## [Exercise requirements]
Retype every entry in its entirety, without alteration.

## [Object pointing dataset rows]
[start]

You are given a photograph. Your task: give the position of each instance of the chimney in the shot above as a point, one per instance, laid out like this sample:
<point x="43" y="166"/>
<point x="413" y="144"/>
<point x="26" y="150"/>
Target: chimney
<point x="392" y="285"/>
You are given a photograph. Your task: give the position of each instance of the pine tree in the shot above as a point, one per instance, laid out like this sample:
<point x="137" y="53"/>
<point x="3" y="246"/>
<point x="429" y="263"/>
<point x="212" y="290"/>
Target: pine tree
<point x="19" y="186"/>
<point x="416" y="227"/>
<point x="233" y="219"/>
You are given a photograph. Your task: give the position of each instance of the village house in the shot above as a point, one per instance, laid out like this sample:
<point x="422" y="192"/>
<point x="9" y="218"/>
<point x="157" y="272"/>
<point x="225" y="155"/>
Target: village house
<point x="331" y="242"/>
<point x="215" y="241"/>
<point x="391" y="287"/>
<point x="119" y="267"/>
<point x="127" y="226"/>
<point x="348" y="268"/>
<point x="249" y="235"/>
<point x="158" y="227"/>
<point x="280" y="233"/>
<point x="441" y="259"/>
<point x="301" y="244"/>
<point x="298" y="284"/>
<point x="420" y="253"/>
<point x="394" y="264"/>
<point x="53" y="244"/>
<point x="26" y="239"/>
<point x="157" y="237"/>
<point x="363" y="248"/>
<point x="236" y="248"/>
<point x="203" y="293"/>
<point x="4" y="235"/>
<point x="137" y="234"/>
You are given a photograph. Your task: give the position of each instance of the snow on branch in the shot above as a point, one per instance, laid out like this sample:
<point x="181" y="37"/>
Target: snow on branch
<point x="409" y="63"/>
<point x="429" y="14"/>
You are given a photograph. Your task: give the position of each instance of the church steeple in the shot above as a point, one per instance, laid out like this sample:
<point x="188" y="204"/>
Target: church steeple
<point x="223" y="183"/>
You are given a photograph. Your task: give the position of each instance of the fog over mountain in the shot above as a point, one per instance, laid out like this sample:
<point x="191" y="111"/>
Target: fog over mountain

[end]

## [Solution for this task]
You are given a photograph. Your task: give the position of each instance of the chimney in the shot above as a point, one per instance, laid out like this sample:
<point x="43" y="166"/>
<point x="413" y="144"/>
<point x="26" y="150"/>
Target: chimney
<point x="392" y="285"/>
You are given a photograph. Your task: give the position of each instance of the pine tree in the shot above as a point, one per instance, laid out like this sample:
<point x="137" y="53"/>
<point x="3" y="246"/>
<point x="429" y="263"/>
<point x="212" y="290"/>
Target: pine tree
<point x="19" y="186"/>
<point x="416" y="227"/>
<point x="233" y="219"/>
You are given a photograph. Your task: give the position of each instance of the village house in the shot above as a point, one per instance, laid out like this sample:
<point x="422" y="192"/>
<point x="9" y="218"/>
<point x="157" y="272"/>
<point x="225" y="155"/>
Target: village house
<point x="331" y="242"/>
<point x="215" y="241"/>
<point x="391" y="287"/>
<point x="119" y="267"/>
<point x="127" y="226"/>
<point x="348" y="268"/>
<point x="249" y="235"/>
<point x="158" y="227"/>
<point x="280" y="233"/>
<point x="441" y="259"/>
<point x="301" y="244"/>
<point x="298" y="284"/>
<point x="420" y="253"/>
<point x="394" y="264"/>
<point x="53" y="244"/>
<point x="26" y="239"/>
<point x="157" y="237"/>
<point x="363" y="248"/>
<point x="236" y="248"/>
<point x="203" y="293"/>
<point x="4" y="235"/>
<point x="137" y="234"/>
You are given a photograph. Your task: give the position of each instance of the snow on branch in the shot above as a point, one per instance, laid out like this sample:
<point x="181" y="37"/>
Target: snow on branch
<point x="409" y="63"/>
<point x="429" y="14"/>
You are given a photograph. Your task: give the position of each instance of the church steeple in the shot above as a point, one per instance, laid out like this sample:
<point x="188" y="204"/>
Target: church steeple
<point x="223" y="183"/>
You are given a photograph. Your task: give the position of each instance of the fog over mountain in the shot above as a point, one per instance, laid out like this sample:
<point x="191" y="111"/>
Target: fog over mountain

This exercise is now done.